[Excerpts from a dataset]
· · · ·

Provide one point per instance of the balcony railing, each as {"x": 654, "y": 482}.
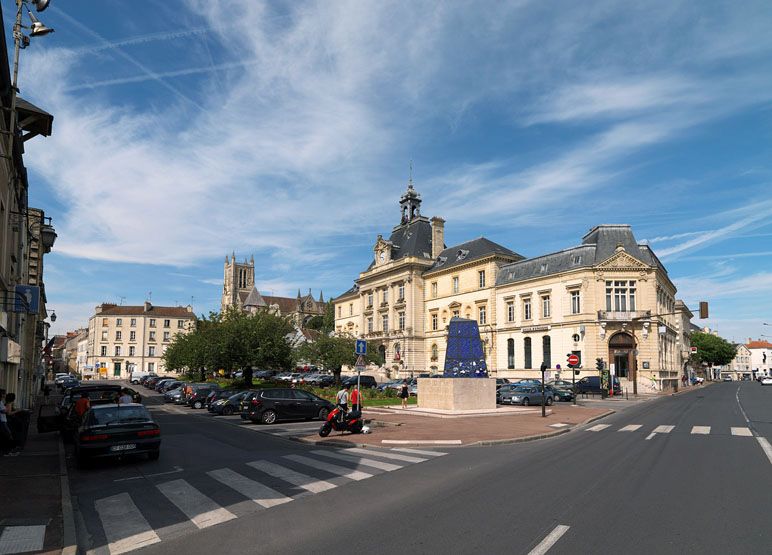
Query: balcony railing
{"x": 623, "y": 316}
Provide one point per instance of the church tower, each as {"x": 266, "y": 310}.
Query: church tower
{"x": 238, "y": 281}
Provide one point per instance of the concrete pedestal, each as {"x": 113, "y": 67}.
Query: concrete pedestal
{"x": 457, "y": 393}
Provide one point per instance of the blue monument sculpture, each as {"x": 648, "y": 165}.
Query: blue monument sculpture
{"x": 464, "y": 357}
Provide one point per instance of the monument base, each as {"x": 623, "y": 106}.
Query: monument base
{"x": 457, "y": 393}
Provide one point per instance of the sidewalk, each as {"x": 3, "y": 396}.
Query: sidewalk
{"x": 392, "y": 428}
{"x": 31, "y": 495}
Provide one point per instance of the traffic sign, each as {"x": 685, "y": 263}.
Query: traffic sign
{"x": 360, "y": 347}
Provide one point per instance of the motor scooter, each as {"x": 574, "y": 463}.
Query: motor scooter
{"x": 348, "y": 422}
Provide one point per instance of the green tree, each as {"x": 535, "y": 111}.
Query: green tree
{"x": 712, "y": 350}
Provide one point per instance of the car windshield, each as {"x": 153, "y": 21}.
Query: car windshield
{"x": 118, "y": 415}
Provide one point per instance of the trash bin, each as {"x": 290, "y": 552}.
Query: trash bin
{"x": 18, "y": 422}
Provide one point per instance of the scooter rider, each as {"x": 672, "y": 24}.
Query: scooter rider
{"x": 342, "y": 400}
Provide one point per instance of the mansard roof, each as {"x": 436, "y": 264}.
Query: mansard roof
{"x": 466, "y": 252}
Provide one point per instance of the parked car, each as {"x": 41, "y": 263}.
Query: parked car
{"x": 117, "y": 430}
{"x": 228, "y": 406}
{"x": 269, "y": 405}
{"x": 591, "y": 384}
{"x": 527, "y": 395}
{"x": 366, "y": 382}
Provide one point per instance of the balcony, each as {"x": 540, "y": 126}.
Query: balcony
{"x": 623, "y": 316}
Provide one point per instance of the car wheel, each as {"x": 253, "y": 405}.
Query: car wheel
{"x": 268, "y": 417}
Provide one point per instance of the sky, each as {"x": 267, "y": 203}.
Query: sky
{"x": 186, "y": 130}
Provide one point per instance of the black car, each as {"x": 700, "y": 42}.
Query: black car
{"x": 269, "y": 405}
{"x": 115, "y": 431}
{"x": 365, "y": 381}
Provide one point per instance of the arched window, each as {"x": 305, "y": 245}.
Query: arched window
{"x": 527, "y": 352}
{"x": 546, "y": 345}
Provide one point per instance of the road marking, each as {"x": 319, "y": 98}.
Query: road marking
{"x": 296, "y": 478}
{"x": 766, "y": 447}
{"x": 257, "y": 492}
{"x": 388, "y": 467}
{"x": 202, "y": 511}
{"x": 125, "y": 527}
{"x": 20, "y": 539}
{"x": 328, "y": 467}
{"x": 418, "y": 451}
{"x": 550, "y": 540}
{"x": 393, "y": 456}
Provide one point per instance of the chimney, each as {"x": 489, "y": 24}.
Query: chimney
{"x": 438, "y": 236}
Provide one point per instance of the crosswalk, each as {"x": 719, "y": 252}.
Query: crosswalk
{"x": 127, "y": 520}
{"x": 664, "y": 429}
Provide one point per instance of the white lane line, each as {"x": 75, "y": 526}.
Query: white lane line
{"x": 21, "y": 539}
{"x": 125, "y": 527}
{"x": 418, "y": 451}
{"x": 296, "y": 478}
{"x": 328, "y": 467}
{"x": 202, "y": 511}
{"x": 257, "y": 492}
{"x": 381, "y": 465}
{"x": 550, "y": 540}
{"x": 766, "y": 447}
{"x": 394, "y": 456}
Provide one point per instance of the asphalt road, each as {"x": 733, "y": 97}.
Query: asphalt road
{"x": 684, "y": 474}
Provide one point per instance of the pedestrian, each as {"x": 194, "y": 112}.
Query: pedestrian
{"x": 125, "y": 398}
{"x": 404, "y": 393}
{"x": 342, "y": 400}
{"x": 356, "y": 401}
{"x": 6, "y": 438}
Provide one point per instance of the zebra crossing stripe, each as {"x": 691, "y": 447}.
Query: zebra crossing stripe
{"x": 257, "y": 492}
{"x": 418, "y": 452}
{"x": 202, "y": 511}
{"x": 296, "y": 478}
{"x": 363, "y": 461}
{"x": 328, "y": 467}
{"x": 124, "y": 526}
{"x": 393, "y": 456}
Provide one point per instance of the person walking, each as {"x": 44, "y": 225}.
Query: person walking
{"x": 404, "y": 393}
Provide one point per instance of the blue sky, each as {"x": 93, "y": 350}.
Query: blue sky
{"x": 188, "y": 129}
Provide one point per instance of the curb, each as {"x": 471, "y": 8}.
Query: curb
{"x": 69, "y": 539}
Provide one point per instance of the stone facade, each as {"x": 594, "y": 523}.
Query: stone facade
{"x": 609, "y": 297}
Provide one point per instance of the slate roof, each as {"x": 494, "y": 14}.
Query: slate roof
{"x": 471, "y": 250}
{"x": 155, "y": 311}
{"x": 598, "y": 245}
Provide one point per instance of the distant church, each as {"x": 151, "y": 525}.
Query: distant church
{"x": 239, "y": 290}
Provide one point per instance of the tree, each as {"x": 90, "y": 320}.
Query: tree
{"x": 712, "y": 350}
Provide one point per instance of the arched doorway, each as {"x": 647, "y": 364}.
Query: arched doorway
{"x": 621, "y": 353}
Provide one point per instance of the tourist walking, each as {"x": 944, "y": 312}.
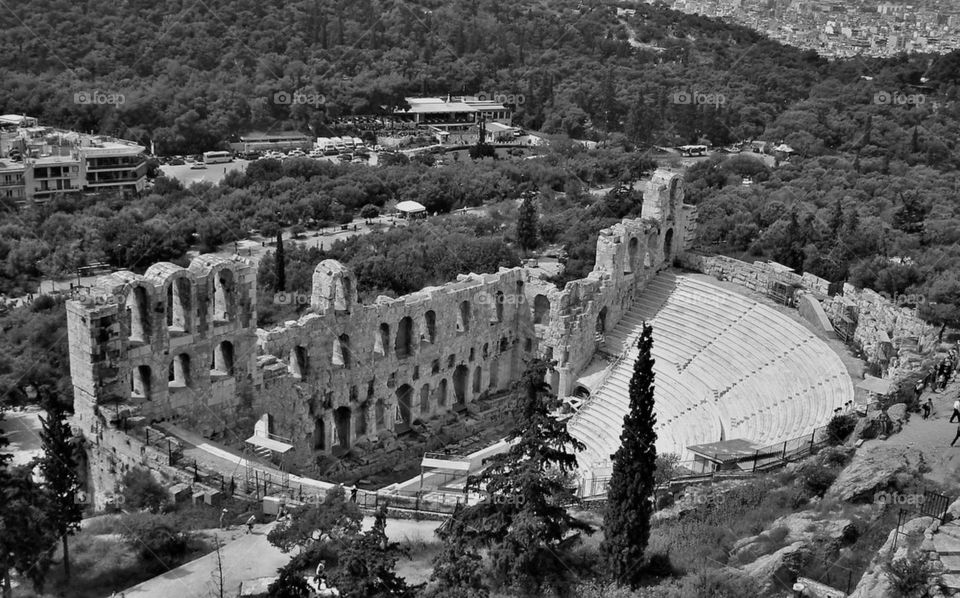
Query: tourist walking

· · · ·

- [Exercise objective]: Reproduce the entries above exactly, but only the lines between the line holding "Provide one point per instance of the mansard" and the line holding "Provide one point per instance of the black", inclusive.

- [Solution to the exercise]:
Provide one point per instance of the mansard roof, each as {"x": 436, "y": 264}.
Query: mansard roof
{"x": 466, "y": 252}
Provide one point per instance of the parked car, each as {"x": 41, "y": 263}.
Query: parked car
{"x": 117, "y": 430}
{"x": 228, "y": 406}
{"x": 269, "y": 405}
{"x": 591, "y": 384}
{"x": 527, "y": 395}
{"x": 366, "y": 382}
Provide one point per instance of the balcony, each as {"x": 540, "y": 126}.
Query: balcony
{"x": 623, "y": 316}
Provide one point per instance of the car wheel, each as {"x": 253, "y": 405}.
Query: car wheel
{"x": 268, "y": 417}
Provide one point per instance of the sky, each as {"x": 267, "y": 203}.
Query: sky
{"x": 186, "y": 130}
Provide one point per instance of the black car, each as {"x": 700, "y": 42}.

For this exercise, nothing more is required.